* _Required action_
Carry on the news article below about opioid vigilance in the Virgin Islands, picking up right after its final paragraph.

Experts Urge Opioid Vigilance

Although opioid-related deaths and overdoses are relatively rare in the Virgin Islands, health and safety experts urged education on the powerful drugs and vigilance against addiction Friday.

Eight people in the territory have died from opiate overdoses since 2019, according to the Virgin Islands Department of Justice — a low number compared to other communities hit by the opioid crisis. Deaths, however, are not the best indicator of drug abuse, the department warned in a statement.

“Opioid deaths alone may not tell the extent of the opioid epidemic in the Virgin Islands since there are certainly individuals in our community who suffer from opioid use disorder,” the statement to the Source read.

The Virgin Islands’ recent settlement with opioid pharmaceutical distributors will bring close to $8 million to the territory, money that will go in part toward educating both doctors and patients about synthetic opiates.

Reporting from the mainland has revealed makers of the euphoria-inducing drugs had long sought to hide their extraordinary addictiveness, including ensuring doctors the pills were low risk. To date, only one Virgin Islands doctor has been convicted for overprescribing the pills — something his supports decried at the time as an unfair act of overzealous prosecution.

“Although no other healthcare provider has been prosecuted for overprescribing opioids, that does not mean that there may not be other instances of overprescribing of opioids by medical practitioners in the Virgin Islands,” according to the DOJ statement.

* _Source data_

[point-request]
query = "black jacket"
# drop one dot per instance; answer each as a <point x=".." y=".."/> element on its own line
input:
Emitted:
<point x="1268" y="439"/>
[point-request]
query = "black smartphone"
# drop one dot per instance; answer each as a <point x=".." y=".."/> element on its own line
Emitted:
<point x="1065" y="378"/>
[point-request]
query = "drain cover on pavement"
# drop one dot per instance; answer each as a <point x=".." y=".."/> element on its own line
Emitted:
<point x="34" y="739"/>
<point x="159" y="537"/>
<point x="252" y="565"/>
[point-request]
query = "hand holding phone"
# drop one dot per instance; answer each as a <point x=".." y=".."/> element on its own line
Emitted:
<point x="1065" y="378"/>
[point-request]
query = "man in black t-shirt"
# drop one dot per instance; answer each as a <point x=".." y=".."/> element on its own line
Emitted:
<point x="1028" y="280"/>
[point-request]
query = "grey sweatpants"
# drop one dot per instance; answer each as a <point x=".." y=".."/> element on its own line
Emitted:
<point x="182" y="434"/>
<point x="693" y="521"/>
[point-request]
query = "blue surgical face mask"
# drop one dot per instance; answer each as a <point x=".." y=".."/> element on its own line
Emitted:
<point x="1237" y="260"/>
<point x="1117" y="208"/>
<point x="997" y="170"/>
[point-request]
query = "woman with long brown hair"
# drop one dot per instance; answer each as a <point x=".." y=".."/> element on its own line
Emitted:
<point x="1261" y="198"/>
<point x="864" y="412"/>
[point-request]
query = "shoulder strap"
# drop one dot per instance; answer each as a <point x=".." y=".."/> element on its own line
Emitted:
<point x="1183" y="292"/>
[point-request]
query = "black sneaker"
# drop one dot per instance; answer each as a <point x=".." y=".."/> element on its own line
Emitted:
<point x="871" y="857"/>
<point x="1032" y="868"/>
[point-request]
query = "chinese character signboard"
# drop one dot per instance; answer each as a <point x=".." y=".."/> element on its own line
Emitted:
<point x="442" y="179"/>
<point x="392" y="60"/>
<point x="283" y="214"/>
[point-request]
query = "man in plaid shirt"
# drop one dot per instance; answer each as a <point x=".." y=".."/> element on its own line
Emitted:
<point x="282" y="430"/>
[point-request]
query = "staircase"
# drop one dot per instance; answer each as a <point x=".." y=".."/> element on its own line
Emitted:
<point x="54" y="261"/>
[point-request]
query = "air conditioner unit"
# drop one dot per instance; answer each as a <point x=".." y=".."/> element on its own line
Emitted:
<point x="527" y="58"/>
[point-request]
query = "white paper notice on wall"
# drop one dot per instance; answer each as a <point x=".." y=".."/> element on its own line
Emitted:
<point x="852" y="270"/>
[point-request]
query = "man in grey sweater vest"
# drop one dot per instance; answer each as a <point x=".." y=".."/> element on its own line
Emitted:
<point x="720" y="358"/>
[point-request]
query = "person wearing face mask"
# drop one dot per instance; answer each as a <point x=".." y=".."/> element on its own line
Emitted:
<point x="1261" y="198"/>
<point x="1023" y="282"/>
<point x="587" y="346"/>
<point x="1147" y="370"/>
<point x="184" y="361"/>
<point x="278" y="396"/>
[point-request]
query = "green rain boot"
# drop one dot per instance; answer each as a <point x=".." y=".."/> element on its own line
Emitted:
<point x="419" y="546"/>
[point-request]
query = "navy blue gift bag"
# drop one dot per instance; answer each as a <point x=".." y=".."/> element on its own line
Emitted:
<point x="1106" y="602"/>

* _Answer to this exercise_
The settlement funds can be used to provide training to doctors about responsibly prescribing opioid drugs, as well as effective ways of tapering patients off of opioids, according to DOJ.

These types of training and other treatment strategies will help to prevent opioid addiction and opioid-related deaths, the statement said.

Marsha Taylor, regional director of St. Croix’s The Village Virgin Islands Partners in Recovery, praised any plan to educate people about the drug’s dangers — especially doctors.

“I do think it’s something our doctors in our territory can benefit from, and even our staff have been training on that,” she said Friday morning. “Prevention is better than cure.”

Taylor’s inpatient/outpatient facility assisted two people for opioid addiction in 2021 and one so far this year, she said.

While Virgin Islanders are much more likely to seek help recovering from crack cocaine, alcohol, and marijuana addiction, she suspected opioid abuse was just out of sight, and addiction treatment perhaps on the horizon.

“It’s probably happening. However, individuals are not checking in for treatment at this time yet,” she said.